Task requirements - Some entries follow. Reproduce exactly the lines starting at the one with "sample | <point>388,45</point>" and stopping after the one with "sample | <point>34,248</point>".

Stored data
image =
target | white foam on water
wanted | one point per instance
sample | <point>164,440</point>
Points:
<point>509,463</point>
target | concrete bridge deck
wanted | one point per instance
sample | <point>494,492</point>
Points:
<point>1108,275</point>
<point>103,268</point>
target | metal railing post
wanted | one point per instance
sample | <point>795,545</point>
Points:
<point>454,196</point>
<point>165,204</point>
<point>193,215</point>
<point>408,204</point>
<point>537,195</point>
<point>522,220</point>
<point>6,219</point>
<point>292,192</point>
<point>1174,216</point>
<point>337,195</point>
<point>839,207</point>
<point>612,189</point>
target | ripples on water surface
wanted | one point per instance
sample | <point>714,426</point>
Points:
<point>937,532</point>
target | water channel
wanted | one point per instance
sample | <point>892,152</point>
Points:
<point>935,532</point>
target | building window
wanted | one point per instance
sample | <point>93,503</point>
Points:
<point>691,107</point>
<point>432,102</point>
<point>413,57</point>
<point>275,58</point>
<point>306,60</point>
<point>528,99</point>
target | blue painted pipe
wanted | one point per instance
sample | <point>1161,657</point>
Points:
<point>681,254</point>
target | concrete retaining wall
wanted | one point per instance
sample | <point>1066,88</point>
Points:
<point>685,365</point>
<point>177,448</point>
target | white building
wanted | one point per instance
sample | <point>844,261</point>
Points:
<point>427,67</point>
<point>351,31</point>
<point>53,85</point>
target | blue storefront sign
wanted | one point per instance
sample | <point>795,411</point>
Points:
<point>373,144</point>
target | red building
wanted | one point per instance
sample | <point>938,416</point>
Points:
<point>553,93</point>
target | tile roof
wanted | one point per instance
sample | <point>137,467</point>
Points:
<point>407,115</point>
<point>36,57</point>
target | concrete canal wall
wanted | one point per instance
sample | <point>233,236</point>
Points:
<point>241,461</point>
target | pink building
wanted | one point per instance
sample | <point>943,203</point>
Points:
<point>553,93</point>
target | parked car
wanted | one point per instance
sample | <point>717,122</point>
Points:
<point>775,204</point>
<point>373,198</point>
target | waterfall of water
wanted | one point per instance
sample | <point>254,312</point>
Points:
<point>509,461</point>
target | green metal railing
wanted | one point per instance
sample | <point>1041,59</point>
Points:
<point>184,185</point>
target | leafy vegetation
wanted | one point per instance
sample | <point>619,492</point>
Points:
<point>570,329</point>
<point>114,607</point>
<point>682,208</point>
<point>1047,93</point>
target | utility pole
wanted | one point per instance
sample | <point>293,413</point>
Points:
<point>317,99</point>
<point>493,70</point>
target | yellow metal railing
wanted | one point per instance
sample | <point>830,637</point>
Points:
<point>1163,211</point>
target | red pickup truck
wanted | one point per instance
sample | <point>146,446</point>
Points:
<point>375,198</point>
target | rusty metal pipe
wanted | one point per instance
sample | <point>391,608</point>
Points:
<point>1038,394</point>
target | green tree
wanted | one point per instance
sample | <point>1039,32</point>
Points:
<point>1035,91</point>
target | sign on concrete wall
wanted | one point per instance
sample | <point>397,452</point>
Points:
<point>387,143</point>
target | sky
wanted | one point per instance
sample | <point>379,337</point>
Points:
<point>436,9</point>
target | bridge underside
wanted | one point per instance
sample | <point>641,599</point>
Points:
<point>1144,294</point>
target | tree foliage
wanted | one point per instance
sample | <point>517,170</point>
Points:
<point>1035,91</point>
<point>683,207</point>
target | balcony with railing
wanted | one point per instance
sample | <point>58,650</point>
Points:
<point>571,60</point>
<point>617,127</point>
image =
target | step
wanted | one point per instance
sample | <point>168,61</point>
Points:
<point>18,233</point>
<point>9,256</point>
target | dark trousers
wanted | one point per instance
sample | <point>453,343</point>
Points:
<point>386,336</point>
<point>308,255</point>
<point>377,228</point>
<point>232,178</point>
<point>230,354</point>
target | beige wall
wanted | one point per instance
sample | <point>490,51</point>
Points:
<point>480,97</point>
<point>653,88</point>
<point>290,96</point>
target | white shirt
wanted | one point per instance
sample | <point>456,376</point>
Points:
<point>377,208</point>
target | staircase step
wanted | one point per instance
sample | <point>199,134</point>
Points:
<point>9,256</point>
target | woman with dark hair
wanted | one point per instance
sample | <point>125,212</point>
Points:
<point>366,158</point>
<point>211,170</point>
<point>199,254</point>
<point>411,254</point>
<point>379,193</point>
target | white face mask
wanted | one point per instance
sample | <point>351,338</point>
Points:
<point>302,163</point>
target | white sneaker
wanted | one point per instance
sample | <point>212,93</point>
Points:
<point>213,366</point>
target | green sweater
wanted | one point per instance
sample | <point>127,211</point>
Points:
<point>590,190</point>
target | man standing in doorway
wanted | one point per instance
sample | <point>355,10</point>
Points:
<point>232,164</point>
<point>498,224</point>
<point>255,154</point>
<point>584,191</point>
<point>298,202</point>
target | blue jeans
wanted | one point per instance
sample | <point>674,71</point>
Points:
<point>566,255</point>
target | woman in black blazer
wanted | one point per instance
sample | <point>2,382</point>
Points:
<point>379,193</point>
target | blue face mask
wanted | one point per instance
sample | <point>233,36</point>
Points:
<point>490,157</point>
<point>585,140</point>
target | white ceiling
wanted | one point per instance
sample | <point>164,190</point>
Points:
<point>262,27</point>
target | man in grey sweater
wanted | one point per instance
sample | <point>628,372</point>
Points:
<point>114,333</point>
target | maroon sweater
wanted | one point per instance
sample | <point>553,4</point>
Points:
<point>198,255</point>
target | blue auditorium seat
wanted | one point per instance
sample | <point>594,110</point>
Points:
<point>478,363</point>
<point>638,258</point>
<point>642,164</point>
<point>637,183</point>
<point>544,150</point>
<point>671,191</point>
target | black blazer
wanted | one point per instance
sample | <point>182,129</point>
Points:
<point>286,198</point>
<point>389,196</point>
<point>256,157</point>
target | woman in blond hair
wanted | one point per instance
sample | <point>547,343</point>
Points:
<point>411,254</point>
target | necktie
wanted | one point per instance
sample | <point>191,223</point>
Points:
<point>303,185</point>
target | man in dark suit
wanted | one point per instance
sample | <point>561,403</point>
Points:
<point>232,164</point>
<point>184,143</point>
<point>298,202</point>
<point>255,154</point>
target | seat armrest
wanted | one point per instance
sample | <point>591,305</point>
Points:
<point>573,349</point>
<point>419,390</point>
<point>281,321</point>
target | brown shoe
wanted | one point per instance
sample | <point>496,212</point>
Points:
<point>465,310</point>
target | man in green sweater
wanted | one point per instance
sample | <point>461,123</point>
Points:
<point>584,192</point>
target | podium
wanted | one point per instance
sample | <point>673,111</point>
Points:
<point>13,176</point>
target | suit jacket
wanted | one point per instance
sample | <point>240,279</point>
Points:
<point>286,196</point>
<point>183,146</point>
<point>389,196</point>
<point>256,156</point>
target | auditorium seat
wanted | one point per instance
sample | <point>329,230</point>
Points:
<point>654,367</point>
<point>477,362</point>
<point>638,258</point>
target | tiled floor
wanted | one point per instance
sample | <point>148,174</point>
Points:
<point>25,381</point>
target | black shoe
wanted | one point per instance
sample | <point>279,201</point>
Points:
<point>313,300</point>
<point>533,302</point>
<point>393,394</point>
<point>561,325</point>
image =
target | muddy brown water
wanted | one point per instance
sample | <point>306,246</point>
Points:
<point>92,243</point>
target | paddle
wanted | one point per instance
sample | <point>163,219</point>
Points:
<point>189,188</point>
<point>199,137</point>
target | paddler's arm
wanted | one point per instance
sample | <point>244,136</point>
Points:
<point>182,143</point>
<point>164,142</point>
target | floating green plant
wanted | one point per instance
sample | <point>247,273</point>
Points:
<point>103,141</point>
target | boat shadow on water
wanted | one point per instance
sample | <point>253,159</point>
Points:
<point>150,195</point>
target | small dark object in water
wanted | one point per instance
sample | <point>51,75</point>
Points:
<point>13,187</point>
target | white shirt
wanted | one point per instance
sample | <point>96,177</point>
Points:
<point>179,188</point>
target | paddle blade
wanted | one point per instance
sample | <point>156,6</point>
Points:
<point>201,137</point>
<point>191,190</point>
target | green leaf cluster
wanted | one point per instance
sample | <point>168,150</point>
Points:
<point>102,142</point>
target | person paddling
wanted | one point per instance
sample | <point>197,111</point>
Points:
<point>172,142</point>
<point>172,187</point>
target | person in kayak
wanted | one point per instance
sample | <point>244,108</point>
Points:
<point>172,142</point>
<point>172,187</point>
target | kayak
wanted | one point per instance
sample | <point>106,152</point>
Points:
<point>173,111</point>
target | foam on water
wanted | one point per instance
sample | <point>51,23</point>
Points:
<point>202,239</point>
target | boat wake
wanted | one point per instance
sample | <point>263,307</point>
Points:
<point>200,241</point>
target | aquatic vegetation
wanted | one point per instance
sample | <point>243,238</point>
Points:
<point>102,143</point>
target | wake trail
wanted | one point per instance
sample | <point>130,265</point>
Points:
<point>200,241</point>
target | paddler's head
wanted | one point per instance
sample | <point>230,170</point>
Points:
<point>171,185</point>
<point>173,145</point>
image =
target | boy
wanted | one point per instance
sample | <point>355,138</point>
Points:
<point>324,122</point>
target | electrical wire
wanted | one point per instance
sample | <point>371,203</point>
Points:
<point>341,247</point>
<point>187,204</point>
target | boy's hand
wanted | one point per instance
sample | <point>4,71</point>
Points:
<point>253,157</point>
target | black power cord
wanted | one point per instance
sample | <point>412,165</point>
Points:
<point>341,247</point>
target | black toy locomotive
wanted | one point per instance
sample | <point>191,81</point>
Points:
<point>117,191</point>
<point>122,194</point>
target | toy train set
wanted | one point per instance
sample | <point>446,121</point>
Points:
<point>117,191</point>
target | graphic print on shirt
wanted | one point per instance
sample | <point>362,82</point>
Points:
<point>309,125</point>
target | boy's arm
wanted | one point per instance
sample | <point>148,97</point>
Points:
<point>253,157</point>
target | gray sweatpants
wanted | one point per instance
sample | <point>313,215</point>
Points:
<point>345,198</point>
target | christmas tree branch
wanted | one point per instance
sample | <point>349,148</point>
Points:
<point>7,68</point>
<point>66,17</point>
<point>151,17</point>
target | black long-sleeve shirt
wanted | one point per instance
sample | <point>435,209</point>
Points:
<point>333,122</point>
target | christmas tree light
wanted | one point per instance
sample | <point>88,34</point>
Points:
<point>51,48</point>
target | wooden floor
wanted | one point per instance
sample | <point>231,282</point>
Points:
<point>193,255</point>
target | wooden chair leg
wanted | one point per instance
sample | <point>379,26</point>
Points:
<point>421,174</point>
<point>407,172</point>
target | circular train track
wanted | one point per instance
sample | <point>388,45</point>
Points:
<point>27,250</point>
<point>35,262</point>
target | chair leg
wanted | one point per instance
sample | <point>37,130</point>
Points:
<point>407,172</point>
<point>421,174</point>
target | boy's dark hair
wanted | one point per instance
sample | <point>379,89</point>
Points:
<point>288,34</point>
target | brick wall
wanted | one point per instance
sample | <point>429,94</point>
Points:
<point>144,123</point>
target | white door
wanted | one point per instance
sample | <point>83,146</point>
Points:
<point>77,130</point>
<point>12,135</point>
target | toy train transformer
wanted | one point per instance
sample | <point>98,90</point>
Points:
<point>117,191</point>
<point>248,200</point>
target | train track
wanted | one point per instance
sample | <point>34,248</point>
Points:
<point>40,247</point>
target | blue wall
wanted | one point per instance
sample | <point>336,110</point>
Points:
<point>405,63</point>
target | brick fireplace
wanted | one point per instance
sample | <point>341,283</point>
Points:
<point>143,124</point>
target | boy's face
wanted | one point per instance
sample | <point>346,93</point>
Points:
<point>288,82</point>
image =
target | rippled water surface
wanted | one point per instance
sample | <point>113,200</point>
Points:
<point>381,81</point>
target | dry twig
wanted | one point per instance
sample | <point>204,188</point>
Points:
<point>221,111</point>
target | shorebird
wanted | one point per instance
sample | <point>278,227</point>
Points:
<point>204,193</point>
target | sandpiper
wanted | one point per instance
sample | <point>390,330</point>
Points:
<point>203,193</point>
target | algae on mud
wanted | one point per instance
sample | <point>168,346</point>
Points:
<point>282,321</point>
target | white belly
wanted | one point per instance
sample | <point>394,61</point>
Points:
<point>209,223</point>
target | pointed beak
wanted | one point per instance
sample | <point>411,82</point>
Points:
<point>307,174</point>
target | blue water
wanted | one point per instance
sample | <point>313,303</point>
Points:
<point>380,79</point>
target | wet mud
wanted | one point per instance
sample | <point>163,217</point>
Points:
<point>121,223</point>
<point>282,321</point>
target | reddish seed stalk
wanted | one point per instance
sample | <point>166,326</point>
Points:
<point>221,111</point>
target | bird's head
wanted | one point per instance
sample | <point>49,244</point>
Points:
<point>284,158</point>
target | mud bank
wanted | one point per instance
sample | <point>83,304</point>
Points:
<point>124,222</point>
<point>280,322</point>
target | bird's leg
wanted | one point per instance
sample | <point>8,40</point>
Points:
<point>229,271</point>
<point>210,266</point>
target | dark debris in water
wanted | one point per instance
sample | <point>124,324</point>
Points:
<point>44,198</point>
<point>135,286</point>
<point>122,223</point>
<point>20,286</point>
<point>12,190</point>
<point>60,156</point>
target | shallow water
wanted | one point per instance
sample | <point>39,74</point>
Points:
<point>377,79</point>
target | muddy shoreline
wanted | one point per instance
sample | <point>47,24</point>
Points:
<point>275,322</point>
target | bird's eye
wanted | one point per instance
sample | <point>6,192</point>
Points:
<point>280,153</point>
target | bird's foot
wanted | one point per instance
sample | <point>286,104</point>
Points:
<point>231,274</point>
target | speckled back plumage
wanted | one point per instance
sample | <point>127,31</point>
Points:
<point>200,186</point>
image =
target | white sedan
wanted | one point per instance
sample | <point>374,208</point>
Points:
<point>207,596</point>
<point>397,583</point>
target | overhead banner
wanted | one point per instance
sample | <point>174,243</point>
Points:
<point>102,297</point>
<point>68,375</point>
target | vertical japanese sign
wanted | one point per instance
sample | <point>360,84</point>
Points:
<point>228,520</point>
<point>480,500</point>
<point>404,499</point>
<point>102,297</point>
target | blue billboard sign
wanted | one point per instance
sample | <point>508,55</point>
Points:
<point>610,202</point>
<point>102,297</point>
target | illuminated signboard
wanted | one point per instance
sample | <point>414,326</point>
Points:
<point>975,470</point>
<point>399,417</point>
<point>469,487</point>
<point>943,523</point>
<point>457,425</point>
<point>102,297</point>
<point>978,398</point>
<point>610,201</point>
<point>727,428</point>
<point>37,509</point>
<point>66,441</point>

Your response -
sample | <point>388,45</point>
Points:
<point>27,250</point>
<point>35,262</point>
target | chair leg
wanted | one point per instance
sample | <point>37,130</point>
Points:
<point>407,172</point>
<point>421,174</point>
target | boy's dark hair
wanted | one point per instance
sample | <point>379,89</point>
Points:
<point>288,34</point>
target | brick wall
wanted | one point per instance
sample | <point>429,94</point>
Points:
<point>144,123</point>
target | white door
wanted | one point per instance
sample | <point>83,146</point>
Points:
<point>77,130</point>
<point>12,135</point>
target | toy train transformer
wanted | one point per instance
sample | <point>98,90</point>
Points:
<point>117,191</point>
<point>248,200</point>
target | train track
wanted | one point per instance
sample | <point>34,248</point>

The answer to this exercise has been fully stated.